Re: Schrödinger's Server

Tim Holloway <timh@xxxxxxxxxxxxx> · Sat, 01 Mar 2025 14:40:47 -0500

Standard disclaimer: Ceph is WAY overpowered for my current needs, but
when GlusterFS looked like it would be unsupported and all the other
options I could find for triple-redundancy systems looked to either be
proprietary or also unsupported, I switched to Ceph. I was also
influenced by it's connections to OpenStack.

On the whole, though, I don't regret the switch. For all the occasional
grief and OSD woes, I've always been able to depend on it keeping the
data intact.

So, having said that, let me describe my farm. Don't laugh. It's not
quite a homelab, but it was set up as an R&D installation to be able to
support clients and be able to develop enterprise systems on captive
equipment before porting projects to client sites.

Because clients around here are cheapskates, I depend a lot on generic
equipment and open-source solutions. My primary servers are all
"frankenboxes", built by recycling old equipment. My standard for
motherboards up until now has been Asus units dating to 2011. More
recently, I've been snapping up refurbished Dell micro-form factor
units, as they make excellent OSD servers for my needs, take up little
space and not much power. These units came with M.2 slots for the
second drive, so that's where the OSD data is going.

I don't make heavy demands for data. There's only about 78GB in the
Ceph filesystem, and the 2 biggest strains are weekly when the full
filesystem backups run and whenever OSDs need re-balancing.

Since so much of my kit in antiquated, my SSD experience up to now has
when I migrated ny OS drives to 2.5-inch SATA units, but going forward,
I'll definitely be putting in M.2's for Ceph OSDs. I wouldn't feel as
guilty about running multiple OSDs per box with the reduced power
requirements, and I'm not going to feel bad if they run faster, too!

Over the years, I've learned to expect 1 or 2 hard drives to fail
annually(hence the need for Ceph!),  an occasional power supply outage
(just replaced one, which helped launch my latest sad story), and
downtime from overheating CPUs. Since this isn't a "clean room", after
a year or 2, the cooling fans on the CPU get full of dust and have to
be cleaned out. Anything else is likely to be thunderstorm damage and
I've been lucky for the most part on that.

○ ○ ○ ○

What needs to be done -> According to the forum post, about how much data is stored in the Ceph filesystem?

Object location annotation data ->
○ ○ ○ ○

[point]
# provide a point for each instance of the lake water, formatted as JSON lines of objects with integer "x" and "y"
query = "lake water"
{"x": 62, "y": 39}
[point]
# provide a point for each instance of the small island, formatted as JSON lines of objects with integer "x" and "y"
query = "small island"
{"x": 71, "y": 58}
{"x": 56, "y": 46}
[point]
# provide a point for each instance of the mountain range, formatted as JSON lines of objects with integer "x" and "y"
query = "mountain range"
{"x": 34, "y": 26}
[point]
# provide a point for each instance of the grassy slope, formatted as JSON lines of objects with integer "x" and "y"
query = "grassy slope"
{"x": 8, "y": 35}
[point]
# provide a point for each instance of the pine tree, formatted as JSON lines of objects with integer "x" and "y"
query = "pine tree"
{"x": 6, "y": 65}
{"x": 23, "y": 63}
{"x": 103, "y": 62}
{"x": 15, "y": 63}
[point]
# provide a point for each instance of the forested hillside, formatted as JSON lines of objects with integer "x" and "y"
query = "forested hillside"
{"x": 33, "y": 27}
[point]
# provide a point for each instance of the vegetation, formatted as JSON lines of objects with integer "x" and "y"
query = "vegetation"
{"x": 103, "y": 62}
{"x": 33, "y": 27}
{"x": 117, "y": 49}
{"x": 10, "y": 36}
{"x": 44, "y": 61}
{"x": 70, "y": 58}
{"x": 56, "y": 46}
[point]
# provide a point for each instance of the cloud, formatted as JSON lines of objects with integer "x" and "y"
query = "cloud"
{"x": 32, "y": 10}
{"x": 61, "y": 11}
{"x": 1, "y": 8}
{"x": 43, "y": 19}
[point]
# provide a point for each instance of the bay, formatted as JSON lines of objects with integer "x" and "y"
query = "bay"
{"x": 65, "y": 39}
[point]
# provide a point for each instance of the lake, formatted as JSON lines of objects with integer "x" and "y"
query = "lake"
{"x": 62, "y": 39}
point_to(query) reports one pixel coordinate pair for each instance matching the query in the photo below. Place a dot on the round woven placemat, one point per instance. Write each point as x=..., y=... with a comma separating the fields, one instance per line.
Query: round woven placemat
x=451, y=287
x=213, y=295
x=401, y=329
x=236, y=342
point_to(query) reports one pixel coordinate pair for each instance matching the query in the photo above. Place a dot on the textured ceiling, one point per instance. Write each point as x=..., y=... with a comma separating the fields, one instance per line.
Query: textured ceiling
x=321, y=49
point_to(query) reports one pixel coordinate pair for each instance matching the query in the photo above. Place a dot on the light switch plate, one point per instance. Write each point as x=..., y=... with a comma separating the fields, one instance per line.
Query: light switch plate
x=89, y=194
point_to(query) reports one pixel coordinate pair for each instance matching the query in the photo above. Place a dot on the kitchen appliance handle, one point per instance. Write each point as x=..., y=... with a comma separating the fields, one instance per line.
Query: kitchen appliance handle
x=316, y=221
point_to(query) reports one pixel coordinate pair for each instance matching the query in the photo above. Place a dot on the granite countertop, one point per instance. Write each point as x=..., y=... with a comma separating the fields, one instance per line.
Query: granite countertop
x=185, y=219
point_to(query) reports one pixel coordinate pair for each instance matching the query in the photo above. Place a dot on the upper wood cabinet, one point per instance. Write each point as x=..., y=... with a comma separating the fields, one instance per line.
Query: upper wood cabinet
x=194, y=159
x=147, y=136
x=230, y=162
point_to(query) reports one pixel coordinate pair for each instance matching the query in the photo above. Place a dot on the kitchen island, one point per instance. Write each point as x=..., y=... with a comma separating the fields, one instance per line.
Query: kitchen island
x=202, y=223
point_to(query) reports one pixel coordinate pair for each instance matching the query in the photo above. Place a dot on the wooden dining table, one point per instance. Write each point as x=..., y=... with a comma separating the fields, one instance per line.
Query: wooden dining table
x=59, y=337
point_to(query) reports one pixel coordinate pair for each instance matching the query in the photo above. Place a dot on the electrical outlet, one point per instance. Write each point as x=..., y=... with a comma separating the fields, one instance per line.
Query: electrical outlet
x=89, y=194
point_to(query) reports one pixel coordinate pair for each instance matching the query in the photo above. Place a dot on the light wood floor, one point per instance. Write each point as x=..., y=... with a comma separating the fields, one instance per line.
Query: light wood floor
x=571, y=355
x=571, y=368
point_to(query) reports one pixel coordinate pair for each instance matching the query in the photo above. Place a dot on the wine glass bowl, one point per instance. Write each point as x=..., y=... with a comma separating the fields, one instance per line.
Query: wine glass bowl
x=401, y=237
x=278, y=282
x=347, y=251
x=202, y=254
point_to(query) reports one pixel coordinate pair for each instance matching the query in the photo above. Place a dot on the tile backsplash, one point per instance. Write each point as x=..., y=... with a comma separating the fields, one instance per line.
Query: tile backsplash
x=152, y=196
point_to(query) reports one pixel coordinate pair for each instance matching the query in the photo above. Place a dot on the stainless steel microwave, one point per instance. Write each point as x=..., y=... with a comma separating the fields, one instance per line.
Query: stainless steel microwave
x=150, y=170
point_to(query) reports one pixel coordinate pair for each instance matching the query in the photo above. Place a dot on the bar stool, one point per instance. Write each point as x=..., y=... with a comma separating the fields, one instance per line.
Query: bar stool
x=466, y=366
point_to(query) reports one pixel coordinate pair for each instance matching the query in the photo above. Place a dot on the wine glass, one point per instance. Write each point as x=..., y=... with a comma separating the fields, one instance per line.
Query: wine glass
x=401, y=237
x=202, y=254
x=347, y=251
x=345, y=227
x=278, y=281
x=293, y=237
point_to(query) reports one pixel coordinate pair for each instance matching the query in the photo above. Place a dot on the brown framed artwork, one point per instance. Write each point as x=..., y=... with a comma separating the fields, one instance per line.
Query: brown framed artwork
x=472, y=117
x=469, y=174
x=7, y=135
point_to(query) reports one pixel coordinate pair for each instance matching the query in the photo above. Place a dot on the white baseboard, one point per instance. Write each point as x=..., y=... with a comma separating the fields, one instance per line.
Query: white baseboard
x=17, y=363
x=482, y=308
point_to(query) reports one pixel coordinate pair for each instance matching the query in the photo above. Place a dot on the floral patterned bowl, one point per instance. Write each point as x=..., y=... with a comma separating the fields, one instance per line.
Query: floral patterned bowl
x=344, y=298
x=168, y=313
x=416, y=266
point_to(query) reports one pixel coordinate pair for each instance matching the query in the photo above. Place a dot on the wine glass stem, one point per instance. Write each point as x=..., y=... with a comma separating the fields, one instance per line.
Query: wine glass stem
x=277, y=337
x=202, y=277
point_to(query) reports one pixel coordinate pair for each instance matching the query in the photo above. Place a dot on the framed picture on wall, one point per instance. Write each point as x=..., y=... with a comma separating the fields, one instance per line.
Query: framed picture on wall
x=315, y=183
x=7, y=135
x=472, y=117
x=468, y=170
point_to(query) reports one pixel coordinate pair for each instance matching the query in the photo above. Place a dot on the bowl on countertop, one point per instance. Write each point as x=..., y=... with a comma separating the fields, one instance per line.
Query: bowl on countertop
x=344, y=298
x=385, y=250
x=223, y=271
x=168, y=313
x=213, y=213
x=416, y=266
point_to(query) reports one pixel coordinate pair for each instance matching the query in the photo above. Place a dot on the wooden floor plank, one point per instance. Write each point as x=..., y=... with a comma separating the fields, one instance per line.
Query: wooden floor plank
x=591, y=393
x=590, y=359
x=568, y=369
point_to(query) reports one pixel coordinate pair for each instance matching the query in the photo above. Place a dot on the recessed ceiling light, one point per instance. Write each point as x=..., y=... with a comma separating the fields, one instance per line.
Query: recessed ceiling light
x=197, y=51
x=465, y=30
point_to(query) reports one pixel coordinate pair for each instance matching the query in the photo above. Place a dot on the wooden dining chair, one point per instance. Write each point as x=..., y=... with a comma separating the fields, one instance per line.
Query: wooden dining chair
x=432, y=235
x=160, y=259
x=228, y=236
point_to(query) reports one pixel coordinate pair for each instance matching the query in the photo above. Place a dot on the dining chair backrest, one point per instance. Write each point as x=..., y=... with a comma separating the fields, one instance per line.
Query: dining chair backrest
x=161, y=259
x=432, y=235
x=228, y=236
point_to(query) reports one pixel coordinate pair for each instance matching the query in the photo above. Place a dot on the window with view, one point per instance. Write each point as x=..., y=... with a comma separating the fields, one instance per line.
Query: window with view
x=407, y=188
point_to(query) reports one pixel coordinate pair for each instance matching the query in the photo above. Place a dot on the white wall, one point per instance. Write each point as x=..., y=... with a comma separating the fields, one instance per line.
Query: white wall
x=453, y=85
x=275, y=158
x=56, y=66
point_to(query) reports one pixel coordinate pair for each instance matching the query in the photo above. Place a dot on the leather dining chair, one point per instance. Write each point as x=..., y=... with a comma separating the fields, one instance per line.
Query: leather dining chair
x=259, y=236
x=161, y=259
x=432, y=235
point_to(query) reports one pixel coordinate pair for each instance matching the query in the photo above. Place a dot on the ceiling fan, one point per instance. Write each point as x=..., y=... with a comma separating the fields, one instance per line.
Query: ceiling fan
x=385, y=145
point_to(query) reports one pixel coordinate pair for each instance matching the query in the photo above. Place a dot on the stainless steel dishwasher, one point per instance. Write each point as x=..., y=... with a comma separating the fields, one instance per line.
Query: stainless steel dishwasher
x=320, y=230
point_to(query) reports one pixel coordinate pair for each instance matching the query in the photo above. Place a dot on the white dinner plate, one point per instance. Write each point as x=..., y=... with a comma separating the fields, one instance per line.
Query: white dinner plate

○ ○ ○ ○

Finished task -> About 78GB.